— Given exercise —
Starting at the line that contains "Annotation task — tag each instance of the white lettering" and stopping after the line that contains "pixel 312 684", write out those lines of the records again, changing "single pin" to "single marker" and leaving everything else as it is.

[START Dataset records]

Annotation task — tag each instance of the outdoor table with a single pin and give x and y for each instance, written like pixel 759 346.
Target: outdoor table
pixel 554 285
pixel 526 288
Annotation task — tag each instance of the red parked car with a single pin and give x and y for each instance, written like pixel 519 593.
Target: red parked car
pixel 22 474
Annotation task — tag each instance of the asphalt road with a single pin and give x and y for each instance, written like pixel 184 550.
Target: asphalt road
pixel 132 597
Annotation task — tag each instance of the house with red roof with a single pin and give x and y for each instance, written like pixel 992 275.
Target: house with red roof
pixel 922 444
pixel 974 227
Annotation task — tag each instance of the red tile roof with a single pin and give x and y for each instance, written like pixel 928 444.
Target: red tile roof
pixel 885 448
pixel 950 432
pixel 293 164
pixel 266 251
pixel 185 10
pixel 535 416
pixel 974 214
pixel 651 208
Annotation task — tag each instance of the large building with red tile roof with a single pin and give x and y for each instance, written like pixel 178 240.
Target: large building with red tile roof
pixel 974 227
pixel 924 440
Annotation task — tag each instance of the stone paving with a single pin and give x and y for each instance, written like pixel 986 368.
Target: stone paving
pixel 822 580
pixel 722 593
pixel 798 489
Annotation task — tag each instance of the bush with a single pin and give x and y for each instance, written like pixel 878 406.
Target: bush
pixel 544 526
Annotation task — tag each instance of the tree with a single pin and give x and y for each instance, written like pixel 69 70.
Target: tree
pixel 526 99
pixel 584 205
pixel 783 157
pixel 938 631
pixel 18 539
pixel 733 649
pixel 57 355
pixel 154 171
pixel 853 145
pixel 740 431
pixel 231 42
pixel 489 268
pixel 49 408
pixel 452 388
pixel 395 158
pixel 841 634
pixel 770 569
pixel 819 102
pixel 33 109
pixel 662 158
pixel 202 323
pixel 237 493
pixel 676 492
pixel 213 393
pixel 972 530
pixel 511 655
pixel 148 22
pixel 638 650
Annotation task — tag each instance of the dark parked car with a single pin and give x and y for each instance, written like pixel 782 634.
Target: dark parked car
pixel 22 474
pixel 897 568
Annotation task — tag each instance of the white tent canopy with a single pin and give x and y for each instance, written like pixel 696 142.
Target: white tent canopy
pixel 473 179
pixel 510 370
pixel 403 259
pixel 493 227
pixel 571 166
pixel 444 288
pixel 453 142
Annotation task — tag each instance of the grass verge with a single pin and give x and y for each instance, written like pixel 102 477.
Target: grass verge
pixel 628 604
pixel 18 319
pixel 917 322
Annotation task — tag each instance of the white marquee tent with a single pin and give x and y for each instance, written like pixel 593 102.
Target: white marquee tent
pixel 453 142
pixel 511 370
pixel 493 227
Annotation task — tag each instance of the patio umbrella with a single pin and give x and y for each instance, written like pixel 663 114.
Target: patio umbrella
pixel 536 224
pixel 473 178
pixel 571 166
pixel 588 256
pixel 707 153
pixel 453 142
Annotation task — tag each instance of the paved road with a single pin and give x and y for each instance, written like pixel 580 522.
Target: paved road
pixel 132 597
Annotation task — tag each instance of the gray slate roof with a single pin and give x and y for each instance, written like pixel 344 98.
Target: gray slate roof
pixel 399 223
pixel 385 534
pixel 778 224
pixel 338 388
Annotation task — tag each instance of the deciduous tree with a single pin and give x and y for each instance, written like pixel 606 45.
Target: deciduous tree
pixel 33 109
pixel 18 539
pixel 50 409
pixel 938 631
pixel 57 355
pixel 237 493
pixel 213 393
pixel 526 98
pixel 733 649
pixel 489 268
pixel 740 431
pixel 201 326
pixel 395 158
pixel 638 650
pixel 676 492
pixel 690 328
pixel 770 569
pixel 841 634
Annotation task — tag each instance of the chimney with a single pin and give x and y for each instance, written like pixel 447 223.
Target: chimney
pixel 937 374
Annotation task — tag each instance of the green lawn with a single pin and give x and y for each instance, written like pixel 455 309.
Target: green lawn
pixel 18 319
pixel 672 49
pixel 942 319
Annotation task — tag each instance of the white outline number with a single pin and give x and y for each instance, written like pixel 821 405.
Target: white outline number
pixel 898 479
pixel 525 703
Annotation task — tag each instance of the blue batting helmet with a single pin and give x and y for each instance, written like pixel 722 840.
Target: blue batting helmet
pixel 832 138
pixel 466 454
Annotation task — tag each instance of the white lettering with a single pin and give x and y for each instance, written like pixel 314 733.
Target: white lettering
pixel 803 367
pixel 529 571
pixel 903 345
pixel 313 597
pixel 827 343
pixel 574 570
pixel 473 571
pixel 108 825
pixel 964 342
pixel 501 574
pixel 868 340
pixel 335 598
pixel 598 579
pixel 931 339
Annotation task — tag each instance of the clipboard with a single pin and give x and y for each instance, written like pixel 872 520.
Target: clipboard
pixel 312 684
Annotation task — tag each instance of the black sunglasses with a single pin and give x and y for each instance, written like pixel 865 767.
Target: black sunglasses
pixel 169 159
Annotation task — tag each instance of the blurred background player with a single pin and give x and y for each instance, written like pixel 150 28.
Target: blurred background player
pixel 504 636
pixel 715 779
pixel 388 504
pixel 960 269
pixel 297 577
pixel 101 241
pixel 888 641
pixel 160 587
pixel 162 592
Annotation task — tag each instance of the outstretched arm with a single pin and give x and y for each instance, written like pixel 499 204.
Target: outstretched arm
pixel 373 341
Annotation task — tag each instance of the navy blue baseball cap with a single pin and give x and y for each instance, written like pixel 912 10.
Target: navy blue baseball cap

[END Dataset records]

— Exercise result —
Annotation task — tag each instance of the white lettering with a single marker and give x and y for each instance, written like pixel 314 733.
Target: white lettering
pixel 803 367
pixel 529 571
pixel 903 345
pixel 313 597
pixel 827 343
pixel 574 570
pixel 473 571
pixel 108 825
pixel 964 342
pixel 501 574
pixel 868 340
pixel 335 598
pixel 598 579
pixel 931 339
Annotation task — tag each instance of the clipboard with a single marker and give x and y for each instance, written like pixel 872 520.
Target: clipboard
pixel 312 684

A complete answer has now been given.